Exercise description -> Please count how many lines of the records below contain the string "clicks", treating case as significant, and give only that number.

+ + + +

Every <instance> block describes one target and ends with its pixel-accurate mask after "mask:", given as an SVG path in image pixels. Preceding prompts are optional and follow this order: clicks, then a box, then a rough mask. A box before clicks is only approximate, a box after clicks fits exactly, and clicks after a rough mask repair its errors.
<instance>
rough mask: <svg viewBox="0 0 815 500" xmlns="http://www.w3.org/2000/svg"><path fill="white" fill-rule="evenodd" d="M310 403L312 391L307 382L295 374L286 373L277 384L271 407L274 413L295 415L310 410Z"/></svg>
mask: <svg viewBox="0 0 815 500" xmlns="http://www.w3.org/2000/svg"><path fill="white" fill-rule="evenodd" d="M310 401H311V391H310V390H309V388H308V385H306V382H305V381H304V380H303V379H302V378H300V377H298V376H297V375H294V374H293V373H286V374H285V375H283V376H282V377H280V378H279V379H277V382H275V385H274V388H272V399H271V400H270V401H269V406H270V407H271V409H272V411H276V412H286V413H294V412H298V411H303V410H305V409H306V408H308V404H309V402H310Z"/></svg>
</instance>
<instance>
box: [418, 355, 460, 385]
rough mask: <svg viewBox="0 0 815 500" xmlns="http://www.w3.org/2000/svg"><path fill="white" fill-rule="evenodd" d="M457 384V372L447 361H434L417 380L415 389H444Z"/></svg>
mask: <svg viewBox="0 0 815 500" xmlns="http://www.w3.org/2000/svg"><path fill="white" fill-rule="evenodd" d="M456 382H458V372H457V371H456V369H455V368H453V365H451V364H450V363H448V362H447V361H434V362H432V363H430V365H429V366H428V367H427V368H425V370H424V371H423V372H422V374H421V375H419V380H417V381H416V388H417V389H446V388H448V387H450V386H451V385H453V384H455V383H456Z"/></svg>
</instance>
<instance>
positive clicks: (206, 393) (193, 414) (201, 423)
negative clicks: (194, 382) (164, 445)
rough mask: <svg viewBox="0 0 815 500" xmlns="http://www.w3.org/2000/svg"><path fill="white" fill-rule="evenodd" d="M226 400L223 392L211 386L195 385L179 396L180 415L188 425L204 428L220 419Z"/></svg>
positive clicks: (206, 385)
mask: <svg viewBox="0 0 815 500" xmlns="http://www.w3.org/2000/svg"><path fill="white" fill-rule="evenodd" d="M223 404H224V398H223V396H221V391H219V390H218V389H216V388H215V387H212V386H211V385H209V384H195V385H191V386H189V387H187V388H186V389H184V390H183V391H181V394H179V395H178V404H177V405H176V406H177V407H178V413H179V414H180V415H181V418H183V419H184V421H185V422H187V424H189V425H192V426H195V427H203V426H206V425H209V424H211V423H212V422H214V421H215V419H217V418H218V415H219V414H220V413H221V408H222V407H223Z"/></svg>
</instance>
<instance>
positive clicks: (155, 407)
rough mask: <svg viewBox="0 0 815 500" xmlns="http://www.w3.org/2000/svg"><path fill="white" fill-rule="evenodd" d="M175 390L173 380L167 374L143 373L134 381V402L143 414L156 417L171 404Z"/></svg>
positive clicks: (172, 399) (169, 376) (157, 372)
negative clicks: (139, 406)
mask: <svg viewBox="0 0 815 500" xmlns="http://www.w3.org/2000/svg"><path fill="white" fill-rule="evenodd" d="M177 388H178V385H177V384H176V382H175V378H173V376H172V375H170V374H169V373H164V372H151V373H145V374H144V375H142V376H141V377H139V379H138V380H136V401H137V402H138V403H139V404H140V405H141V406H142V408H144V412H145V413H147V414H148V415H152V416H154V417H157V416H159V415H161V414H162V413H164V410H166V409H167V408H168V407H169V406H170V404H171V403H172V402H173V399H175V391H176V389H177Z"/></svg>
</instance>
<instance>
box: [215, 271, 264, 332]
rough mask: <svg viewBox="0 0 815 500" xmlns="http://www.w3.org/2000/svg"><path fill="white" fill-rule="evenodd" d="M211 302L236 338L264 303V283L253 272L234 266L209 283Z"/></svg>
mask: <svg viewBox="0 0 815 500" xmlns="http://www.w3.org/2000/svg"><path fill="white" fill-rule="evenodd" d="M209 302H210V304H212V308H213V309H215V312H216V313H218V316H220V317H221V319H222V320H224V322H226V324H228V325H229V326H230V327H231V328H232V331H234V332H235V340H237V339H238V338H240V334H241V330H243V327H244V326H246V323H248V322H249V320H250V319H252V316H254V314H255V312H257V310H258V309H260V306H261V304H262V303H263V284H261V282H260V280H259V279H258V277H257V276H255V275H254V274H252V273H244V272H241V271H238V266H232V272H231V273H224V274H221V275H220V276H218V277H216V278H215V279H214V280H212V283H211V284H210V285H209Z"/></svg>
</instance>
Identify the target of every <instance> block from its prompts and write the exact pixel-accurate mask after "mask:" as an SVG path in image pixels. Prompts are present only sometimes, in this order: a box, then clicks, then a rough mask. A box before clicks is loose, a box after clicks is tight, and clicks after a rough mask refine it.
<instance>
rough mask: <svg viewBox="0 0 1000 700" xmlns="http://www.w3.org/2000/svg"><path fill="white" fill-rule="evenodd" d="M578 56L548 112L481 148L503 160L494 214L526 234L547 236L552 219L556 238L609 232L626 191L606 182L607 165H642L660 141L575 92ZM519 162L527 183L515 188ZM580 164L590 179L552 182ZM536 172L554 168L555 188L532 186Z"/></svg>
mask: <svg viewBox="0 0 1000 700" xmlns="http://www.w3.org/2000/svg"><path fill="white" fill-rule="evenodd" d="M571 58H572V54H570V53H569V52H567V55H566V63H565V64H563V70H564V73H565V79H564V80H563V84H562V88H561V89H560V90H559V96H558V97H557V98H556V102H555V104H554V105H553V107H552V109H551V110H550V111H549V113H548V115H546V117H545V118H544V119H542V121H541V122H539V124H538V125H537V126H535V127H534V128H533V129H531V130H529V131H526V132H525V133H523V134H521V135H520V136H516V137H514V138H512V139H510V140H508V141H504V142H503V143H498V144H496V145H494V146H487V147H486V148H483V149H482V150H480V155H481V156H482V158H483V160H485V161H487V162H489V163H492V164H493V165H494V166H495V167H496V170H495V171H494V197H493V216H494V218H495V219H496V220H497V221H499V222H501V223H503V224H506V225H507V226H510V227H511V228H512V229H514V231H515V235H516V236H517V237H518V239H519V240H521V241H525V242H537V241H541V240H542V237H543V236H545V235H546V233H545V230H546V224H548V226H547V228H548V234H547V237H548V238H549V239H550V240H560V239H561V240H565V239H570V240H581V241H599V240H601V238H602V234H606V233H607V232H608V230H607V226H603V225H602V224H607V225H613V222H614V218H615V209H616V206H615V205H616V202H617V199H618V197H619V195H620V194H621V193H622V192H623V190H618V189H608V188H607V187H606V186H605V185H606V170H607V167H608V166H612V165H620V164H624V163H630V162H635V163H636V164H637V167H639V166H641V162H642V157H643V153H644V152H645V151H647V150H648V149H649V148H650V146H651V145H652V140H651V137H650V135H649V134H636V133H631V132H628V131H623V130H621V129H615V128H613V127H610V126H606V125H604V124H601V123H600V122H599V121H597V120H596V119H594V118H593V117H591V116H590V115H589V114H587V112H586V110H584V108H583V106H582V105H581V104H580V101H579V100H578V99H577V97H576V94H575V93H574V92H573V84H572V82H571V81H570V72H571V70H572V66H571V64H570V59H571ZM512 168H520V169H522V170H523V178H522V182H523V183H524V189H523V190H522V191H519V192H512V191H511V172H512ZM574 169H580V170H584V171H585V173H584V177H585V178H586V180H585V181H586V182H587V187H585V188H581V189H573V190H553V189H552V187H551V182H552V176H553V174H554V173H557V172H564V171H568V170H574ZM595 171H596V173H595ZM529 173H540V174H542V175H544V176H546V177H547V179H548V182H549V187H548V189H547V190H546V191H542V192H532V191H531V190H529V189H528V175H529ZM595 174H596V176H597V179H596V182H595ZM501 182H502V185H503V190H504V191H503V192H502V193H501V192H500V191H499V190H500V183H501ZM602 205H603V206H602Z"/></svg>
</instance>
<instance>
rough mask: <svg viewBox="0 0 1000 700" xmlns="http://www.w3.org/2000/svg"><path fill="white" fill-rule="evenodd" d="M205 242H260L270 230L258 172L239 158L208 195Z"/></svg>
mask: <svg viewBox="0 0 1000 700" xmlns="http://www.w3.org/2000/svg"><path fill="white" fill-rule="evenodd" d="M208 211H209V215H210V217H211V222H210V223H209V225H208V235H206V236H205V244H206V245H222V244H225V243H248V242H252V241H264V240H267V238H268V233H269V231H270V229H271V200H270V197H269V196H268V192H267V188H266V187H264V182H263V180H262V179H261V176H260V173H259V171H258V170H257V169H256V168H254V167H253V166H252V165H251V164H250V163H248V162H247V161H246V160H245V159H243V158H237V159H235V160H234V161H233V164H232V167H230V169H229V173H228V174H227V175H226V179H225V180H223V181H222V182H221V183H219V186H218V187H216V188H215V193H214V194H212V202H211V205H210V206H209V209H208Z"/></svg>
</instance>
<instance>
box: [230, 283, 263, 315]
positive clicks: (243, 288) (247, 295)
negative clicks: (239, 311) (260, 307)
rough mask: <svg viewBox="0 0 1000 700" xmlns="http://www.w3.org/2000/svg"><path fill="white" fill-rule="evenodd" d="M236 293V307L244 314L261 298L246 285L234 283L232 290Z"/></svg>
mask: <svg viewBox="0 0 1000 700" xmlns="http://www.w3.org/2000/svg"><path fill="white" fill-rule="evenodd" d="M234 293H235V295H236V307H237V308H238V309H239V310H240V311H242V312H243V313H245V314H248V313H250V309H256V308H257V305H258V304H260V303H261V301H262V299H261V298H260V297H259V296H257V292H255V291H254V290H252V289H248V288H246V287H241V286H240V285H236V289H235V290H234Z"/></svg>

+ + + +

Task output -> 10